CONSIGNE DONNÉE A: Recopiez telles quelles les lignes de données, en commençant par celle qui contient « Spot the wet » et en vous arrêtant après celle qui contient « [[619, 257], [687, 299]] ».

EXTRAIT PRÉSENTÉ:

━━━━━━━━━━━━━━━━━━━━

Comme le parquet ne suit pas, l’affaire
sera jugée « comme au pénal », mais sans
les peines. Mais il faut le faire.
- Les déclarations
de la défense sur l’apartheid judicaire
sont déplacées et irresponsables.
L’avocat était peut-être vexé de s’être
pris une irrecevabilité au civil, mais
ce n’est pas une raison. Ajouter de
l’incompréhension à l’incompréhension,
c’est jouer avec le feu.
- Les poursuites
étaient fondées sur la non-assistance à
personne en danger, qui est un délit
intentionnel, supposant de prouver
l’intention de nuire. Aussi, une
négligence du policier ne suffisait pas…
Il fallait prouver qu’il avait la pleine
conscience du danger, donc qu’il était
sûr que trois gosses étaient sur le site
EDF, et qu’en connaissance de cause de
ce risque vital, il avait choisi de ne
pas alerter EDF. Aussi, il faut bien
distinguer les deux hypothèses: un jeune
policier mal-informé et qui manque de
diligence, pour ne pas éliminer la
possibilité de jeunes sur le site EDF,
on peut en parler ; mais dire que le
policier sait que les jeunes sont
exposés à un risque vital et qu’en toute
conscience, il ne fait rien, c’est une
autre paire de manches.

━━━━━━━━━━━━━━━━━━━━

Éléments listés dans un jeu de données:
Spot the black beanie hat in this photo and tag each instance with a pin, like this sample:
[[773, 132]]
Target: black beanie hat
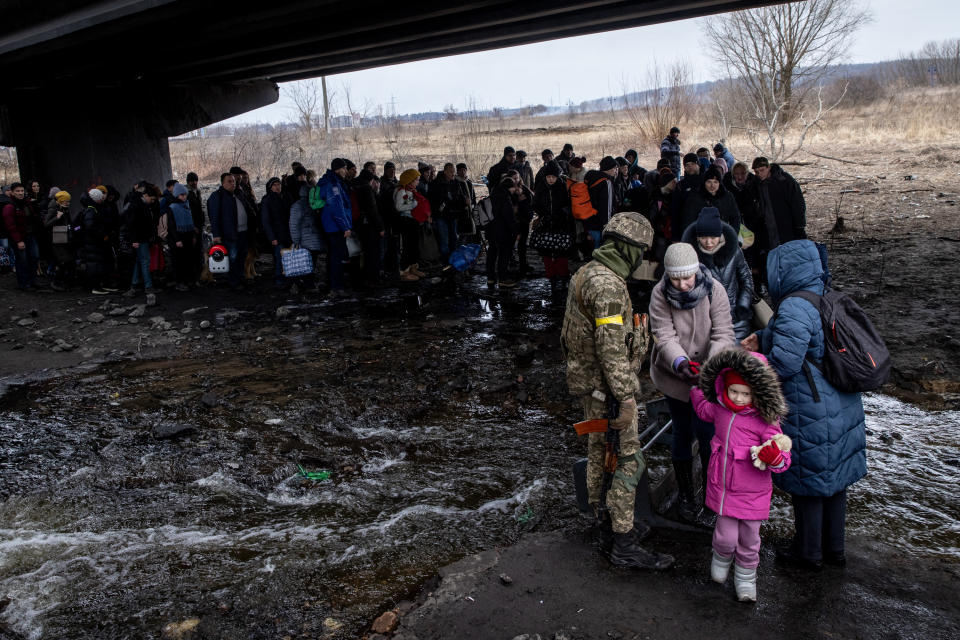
[[708, 222], [713, 173]]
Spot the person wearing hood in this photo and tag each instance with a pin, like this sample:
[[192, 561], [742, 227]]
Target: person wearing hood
[[22, 227], [140, 230], [496, 172], [275, 222], [670, 150], [303, 233], [719, 251], [690, 319], [56, 220], [826, 425], [602, 197], [503, 233], [741, 184], [371, 228], [711, 193], [551, 205], [604, 348], [96, 241], [182, 237], [781, 209], [337, 220]]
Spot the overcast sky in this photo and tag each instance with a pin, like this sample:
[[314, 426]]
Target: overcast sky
[[596, 66]]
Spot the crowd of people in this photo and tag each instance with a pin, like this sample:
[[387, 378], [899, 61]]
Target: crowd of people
[[403, 222]]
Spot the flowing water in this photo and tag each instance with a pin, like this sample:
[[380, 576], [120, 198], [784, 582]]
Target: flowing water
[[108, 530]]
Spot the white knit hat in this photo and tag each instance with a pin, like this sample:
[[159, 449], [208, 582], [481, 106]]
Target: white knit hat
[[681, 261]]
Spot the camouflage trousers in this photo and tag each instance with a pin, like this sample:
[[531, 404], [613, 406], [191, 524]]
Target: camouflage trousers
[[630, 468]]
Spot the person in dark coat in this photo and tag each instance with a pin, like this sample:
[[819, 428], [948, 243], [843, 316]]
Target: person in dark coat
[[711, 194], [600, 186], [551, 205], [139, 230], [741, 184], [503, 233], [496, 172], [448, 200], [781, 208], [371, 229], [687, 186], [827, 426], [182, 238], [95, 244], [22, 226], [230, 219], [719, 251], [275, 220]]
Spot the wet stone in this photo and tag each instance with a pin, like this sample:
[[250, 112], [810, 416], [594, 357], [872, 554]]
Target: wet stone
[[171, 430], [386, 622]]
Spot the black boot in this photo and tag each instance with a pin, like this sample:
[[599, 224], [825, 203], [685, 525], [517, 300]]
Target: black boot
[[706, 518], [686, 506], [627, 552]]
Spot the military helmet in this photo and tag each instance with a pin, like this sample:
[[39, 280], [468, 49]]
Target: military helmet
[[629, 227]]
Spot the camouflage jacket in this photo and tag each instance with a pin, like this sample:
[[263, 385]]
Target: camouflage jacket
[[603, 348]]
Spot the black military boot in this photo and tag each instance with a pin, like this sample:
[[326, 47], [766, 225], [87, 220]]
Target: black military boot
[[706, 518], [627, 552], [687, 507]]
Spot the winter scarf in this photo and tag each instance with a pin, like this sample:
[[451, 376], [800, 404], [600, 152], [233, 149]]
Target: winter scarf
[[619, 257], [687, 299]]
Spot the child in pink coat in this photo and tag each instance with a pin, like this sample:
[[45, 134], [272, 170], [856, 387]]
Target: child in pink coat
[[740, 394]]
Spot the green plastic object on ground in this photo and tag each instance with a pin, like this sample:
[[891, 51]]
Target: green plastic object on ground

━━━━━━━━━━━━━━━━━━━━

CONSIGNE DONNÉE B: Indiquez par oui ou par non si chacune de ces affirmations concorde avec l'extrait présenté, en citant à l'identique les mots de l'extrait qui tranchent. (i) La non-assistance à personne en danger y est qualifiée de délit intentionnel. (ii) Une négligence du policier suffisait pour fonder les poursuites. (iii) Les déclarations de la défense y sont jugées appropriées.

RÉPONSE RÉDIGÉE A:
Spot the wet stone in this photo and tag each instance with a pin, like this sample:
[[250, 112], [810, 416], [594, 357], [872, 554]]
Target: wet stone
[[171, 430], [386, 622]]
Spot the black boot in this photo and tag each instance with a pin, like this sample:
[[599, 224], [825, 203], [685, 525], [517, 300]]
Target: black boot
[[706, 518], [686, 506], [627, 552]]
Spot the military helmet in this photo and tag each instance with a pin, like this sample:
[[39, 280], [468, 49]]
Target: military helmet
[[629, 227]]
Spot the camouflage jacket in this photo and tag each instance with a pin, like this sample:
[[263, 385]]
Target: camouflage jacket
[[603, 348]]
Spot the black military boot in this photo and tag each instance with a pin, like this sample:
[[326, 47], [766, 225], [87, 220]]
Target: black military boot
[[706, 518], [627, 552], [687, 507]]
Spot the winter scarf in this photo and tag each instance with a pin, like this sample:
[[451, 376], [800, 404], [600, 152], [233, 149]]
Target: winter scarf
[[619, 257], [687, 299]]

RÉPONSE RÉDIGÉE B:
(i) Oui : « qui est un délit intentionnel ».
(ii) Non : « une négligence du policier ne suffisait pas ».
(iii) Non : « sont déplacées et irresponsables ».